[Dataset excerpts]
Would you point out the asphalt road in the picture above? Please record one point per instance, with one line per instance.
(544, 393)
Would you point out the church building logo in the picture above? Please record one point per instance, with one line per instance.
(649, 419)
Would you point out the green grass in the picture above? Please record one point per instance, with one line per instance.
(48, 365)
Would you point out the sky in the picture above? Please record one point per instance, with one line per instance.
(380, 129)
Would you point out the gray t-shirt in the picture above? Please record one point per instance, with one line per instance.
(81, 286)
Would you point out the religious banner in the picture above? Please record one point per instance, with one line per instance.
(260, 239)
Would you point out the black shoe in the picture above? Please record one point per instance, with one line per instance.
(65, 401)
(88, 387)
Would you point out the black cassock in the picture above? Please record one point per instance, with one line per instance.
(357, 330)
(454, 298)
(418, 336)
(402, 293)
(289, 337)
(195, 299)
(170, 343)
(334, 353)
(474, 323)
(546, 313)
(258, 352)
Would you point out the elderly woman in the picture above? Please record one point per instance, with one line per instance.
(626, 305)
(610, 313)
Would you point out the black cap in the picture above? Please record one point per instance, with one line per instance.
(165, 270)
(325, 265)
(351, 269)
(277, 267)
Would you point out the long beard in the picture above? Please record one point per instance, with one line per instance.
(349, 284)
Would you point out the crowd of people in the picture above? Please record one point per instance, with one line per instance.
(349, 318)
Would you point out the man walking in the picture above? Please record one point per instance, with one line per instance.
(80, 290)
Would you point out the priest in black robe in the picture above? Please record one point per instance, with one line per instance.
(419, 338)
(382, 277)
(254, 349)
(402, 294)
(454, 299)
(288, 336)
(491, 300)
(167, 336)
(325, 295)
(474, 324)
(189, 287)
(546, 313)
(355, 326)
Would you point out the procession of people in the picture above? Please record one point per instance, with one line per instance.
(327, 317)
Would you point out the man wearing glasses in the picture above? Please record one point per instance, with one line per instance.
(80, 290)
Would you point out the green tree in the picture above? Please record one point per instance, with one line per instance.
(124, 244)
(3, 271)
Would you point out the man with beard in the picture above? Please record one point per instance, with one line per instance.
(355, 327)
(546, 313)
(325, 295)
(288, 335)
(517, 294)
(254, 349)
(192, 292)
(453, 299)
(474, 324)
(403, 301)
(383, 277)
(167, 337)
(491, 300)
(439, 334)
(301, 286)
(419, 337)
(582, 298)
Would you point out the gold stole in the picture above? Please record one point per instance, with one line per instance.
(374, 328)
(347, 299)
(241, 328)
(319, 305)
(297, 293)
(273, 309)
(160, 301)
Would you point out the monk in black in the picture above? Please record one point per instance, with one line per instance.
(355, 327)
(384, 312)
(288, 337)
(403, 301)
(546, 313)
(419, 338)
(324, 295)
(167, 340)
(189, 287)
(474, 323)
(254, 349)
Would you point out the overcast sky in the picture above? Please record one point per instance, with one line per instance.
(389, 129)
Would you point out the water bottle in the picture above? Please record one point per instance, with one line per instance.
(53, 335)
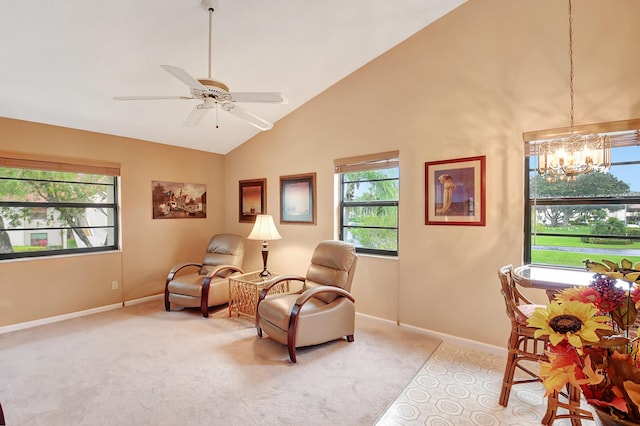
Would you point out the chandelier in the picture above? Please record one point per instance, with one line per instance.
(567, 157)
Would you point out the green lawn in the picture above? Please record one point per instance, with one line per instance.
(554, 257)
(545, 240)
(557, 257)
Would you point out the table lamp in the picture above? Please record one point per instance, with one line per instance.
(264, 229)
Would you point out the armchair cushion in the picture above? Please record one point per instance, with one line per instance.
(207, 285)
(322, 311)
(330, 267)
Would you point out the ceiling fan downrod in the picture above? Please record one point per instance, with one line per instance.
(210, 6)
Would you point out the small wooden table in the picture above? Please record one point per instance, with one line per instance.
(244, 291)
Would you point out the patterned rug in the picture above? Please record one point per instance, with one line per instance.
(458, 386)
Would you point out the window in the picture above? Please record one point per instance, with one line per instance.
(595, 217)
(369, 201)
(52, 208)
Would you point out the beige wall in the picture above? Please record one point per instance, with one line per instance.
(32, 289)
(468, 85)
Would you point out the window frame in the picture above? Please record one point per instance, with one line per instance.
(26, 162)
(623, 133)
(389, 160)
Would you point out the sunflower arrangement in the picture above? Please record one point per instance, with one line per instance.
(593, 342)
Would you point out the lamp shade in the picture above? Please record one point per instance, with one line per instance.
(264, 229)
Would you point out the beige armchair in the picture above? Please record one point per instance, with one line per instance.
(207, 284)
(323, 310)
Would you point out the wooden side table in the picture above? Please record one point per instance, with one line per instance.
(244, 291)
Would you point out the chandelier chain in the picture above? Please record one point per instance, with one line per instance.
(571, 126)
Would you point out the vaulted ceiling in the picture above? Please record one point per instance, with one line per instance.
(63, 61)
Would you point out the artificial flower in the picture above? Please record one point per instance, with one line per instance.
(574, 321)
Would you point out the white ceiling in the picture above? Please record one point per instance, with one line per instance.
(62, 61)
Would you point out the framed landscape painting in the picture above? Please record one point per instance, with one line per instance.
(298, 199)
(455, 192)
(175, 200)
(253, 199)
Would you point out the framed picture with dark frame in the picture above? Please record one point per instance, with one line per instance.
(298, 199)
(455, 192)
(178, 200)
(253, 199)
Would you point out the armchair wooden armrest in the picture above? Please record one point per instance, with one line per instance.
(308, 294)
(178, 267)
(265, 290)
(295, 311)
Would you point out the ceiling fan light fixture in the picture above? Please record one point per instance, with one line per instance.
(213, 92)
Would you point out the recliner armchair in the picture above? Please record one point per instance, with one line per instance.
(209, 285)
(323, 310)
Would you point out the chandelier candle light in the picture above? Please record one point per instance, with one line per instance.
(264, 229)
(575, 154)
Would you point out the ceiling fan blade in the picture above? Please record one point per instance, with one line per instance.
(196, 115)
(148, 98)
(183, 76)
(250, 118)
(266, 97)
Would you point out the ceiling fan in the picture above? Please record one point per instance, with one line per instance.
(214, 93)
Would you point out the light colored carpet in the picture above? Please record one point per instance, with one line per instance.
(458, 386)
(141, 365)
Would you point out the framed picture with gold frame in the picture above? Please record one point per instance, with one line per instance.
(455, 192)
(298, 199)
(253, 199)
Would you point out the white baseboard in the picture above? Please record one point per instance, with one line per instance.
(49, 320)
(448, 338)
(143, 299)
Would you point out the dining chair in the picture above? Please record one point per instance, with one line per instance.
(523, 347)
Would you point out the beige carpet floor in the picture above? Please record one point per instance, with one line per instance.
(140, 365)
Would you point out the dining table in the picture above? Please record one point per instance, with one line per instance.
(551, 278)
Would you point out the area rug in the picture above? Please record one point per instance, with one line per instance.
(140, 365)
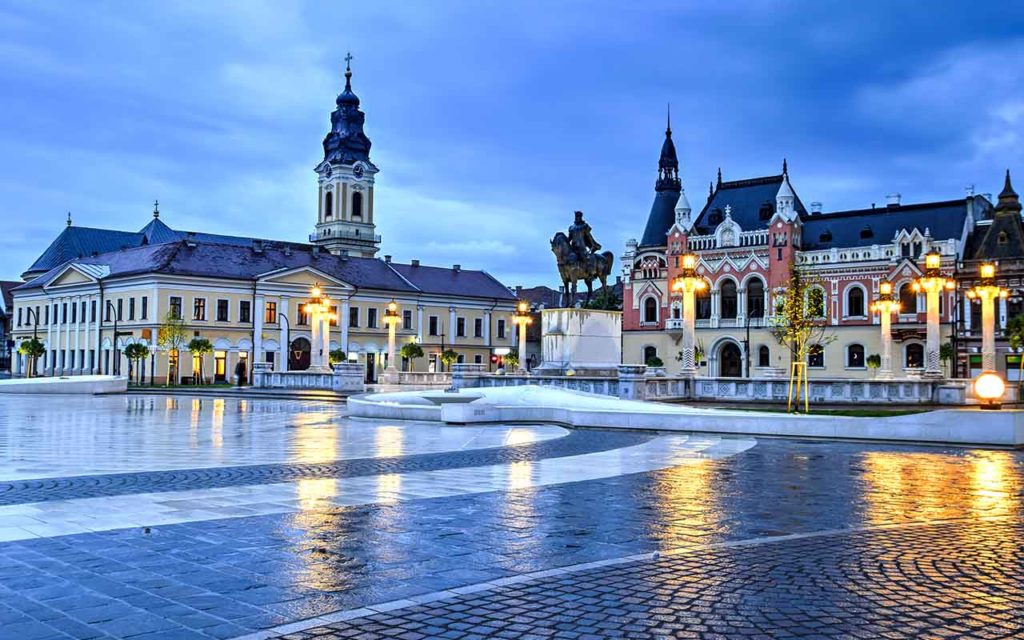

[Problem] Quote the data above in full and without alteration; skip the pictures.

[Expected answer]
Would you point out the asphalt road in the picture above? Please record one point per instance, with one line per instance.
(544, 393)
Would you point out the church building logo in the picture above? Please record one point per instance, with one line per instance.
(649, 419)
Would you point out the green grass in the picture above? Please record one point per instance, with one line per instance.
(48, 365)
Would you point out the sky in the picture above? Please record one point per instance, with one line per instance.
(380, 129)
Would you point out the gray t-shirt in the picture above? Please record one point per instance, with one line per instance.
(81, 286)
Would you point out the religious banner in the picture above? Please record one point per instance, with one line per instance.
(260, 239)
Would you point out the black shoe in the picture above? Please record one point per instance, with one line per instance.
(65, 401)
(88, 387)
Would you point out the black cassock in the picture above? Please record one point per instance, with one line per instance.
(357, 330)
(454, 298)
(418, 336)
(402, 293)
(289, 337)
(195, 299)
(170, 343)
(334, 353)
(474, 323)
(546, 313)
(258, 352)
Would you point out the elderly woman in the picture above? Please record one point per instance, with one line per instance.
(626, 305)
(610, 313)
Would you point out the black cap in the picture above? Please record one point per instance, with one line per instance.
(165, 270)
(325, 265)
(351, 269)
(277, 267)
Would you point out the long beard in the picture above? Please record one point per instance, with one line per instance.
(349, 284)
Would you point out the crowd of people in the picture above? Please record one point per instance, with one line per instance.
(349, 318)
Would you point out the man walking in the picture above? Please record one point per instance, with one line per instance.
(80, 290)
Would you point out the priest in black robe in the picture above? Please record one point per instance, with one line per instance.
(419, 338)
(382, 277)
(254, 349)
(402, 294)
(454, 299)
(288, 336)
(491, 300)
(167, 336)
(325, 295)
(474, 324)
(189, 287)
(546, 313)
(355, 326)
Would you point out the procession of people in the picture above? Please record one point per instance, with one line per instance.
(327, 317)
Would you point out the man wearing glasses in the picture above? Please record one point per instance, with one line per instance.
(80, 290)
Would you point out the green tree in the picture above? Please record one point per instance, with one line per instance.
(124, 244)
(3, 271)
Would you point out the man with beard in the picture above? Please record one point per instance, with one line per instance.
(355, 327)
(546, 313)
(325, 295)
(288, 335)
(517, 294)
(254, 349)
(192, 292)
(453, 299)
(474, 324)
(403, 301)
(383, 277)
(167, 337)
(491, 300)
(439, 334)
(301, 286)
(419, 337)
(582, 298)
Would you point out the gold stole in the picture above? Please record one point per instance, with one line per instance.
(374, 328)
(347, 299)
(241, 328)
(319, 305)
(297, 293)
(273, 309)
(160, 301)
Would you point out the monk in black in the picture above? Please record one point per instance, with one line per instance.
(355, 327)
(384, 312)
(288, 337)
(403, 301)
(546, 313)
(419, 338)
(324, 295)
(167, 340)
(189, 287)
(474, 323)
(254, 349)
Would you point out the overcast sky in the picture above? Please record one point per instance, with one line per instance.
(389, 129)
Would you point out the water bottle in the picture above? Please record one point per instance, with one line per instance.
(53, 335)
Would you point out the chandelier in the picture above? Please record one point per instance, with one line per instance.
(567, 157)
Would you point out the green lawn in the picture above? Please record one point per instance, with one line per instance.
(554, 257)
(545, 240)
(557, 257)
Would you point out the table lamp in the picture above? Please record one point per instance, with one line per instance.
(264, 229)
Would you point out the armchair cushion in the picture above? Please record one point per instance, with one line per instance.
(207, 285)
(322, 311)
(330, 267)
Would you point out the ceiling fan downrod in the picture above? Please record one point per instance, with one line per instance.
(210, 6)
Would you point out the small wooden table in the picture above? Please record one point per instance, with one line per instance.
(244, 291)
Would you point out the patterned rug in the picture above? Please record one point per instance, with one line per instance.
(458, 386)
Would you point out the window in the picture above? Please record one point per instance, with one line per instance.
(595, 217)
(369, 201)
(52, 208)
Would you point out the beige wall in the picture above? Please record one point per instance, with one line per instance.
(32, 289)
(468, 85)
Would you point out the window frame in the picture above? Please record one point per instance, with one line per instance.
(26, 162)
(623, 133)
(389, 160)
Would you point out the sunflower arrangement in the picture above? Please record one point per instance, with one line per instance.
(593, 342)
Would you point out the lamp shade in the picture above? Please record one point per instance, with one line per instance.
(264, 229)
Would you point out the beige armchair in the picture above? Please record one point per instance, with one line per instance.
(207, 284)
(323, 310)
Would you point out the wooden side table in the picture above? Please record one point per instance, with one line per instance.
(244, 291)
Would you point out the chandelier chain in the picture above? Please record one point per instance, with one line per instance.
(571, 126)
Would you point out the vaulted ceiling in the picture above? Please record one point per instance, with one line per instance.
(63, 61)
Would you point out the artificial flower in the picture above? Please record one point per instance, with one line per instance.
(574, 321)
Would you point out the white ceiling in the picture above? Please record one point per instance, with one line per instance.
(62, 61)
Would you point out the framed landscape painting in the picture above? Please record one point per instance, with one line per instance.
(298, 199)
(455, 192)
(175, 200)
(253, 199)
Would you point out the framed picture with dark frame in the picture above? Please record one point per instance, with one line per instance.
(298, 199)
(455, 192)
(178, 200)
(253, 199)
Would you point out the armchair wooden armrest in the picture above? Please record one point per instance, with one line per instance.
(308, 294)
(178, 267)
(265, 290)
(295, 311)
Would you point out the ceiling fan light fixture in the picture above? Please record one point per instance, with one line per instance.
(213, 92)
Would you point out the recliner armchair in the picture above? Please record one point per instance, with one line per instance.
(209, 285)
(323, 310)
Would you point out the chandelier candle light in the picture above? Please record one point per instance, with one line per instance.
(264, 229)
(575, 154)
Would you point out the ceiling fan blade in the picture above? Please record one point per instance, with one line per instance.
(196, 115)
(148, 98)
(183, 76)
(250, 118)
(266, 97)
Would you point out the ceiling fan in the picture above? Please record one point per instance, with one line per instance.
(214, 93)
Would you point out the light colored carpet in the picture above? Please record one point per instance, with one line per instance.
(458, 386)
(141, 365)
Would you point out the framed picture with gold frame in the picture above? Please record one point per instance, with one line per instance.
(455, 192)
(298, 199)
(253, 199)
Would you point out the white baseboard in the picture above? Please record one point per instance, with one line per instance.
(49, 320)
(448, 338)
(143, 299)
Would you point out the dining chair in the picture above? Please record one point per instance, with one line per instance.
(523, 347)
Would you point out the beige carpet floor in the picture above? Please record one point per instance, with one line per instance.
(140, 365)
Would you point out the dining table in the picture above? Please record one point per instance, with one line per instance.
(551, 278)
Would you point out the area rug in the picture above? Please record one point per instance, with one line per instance.
(140, 365)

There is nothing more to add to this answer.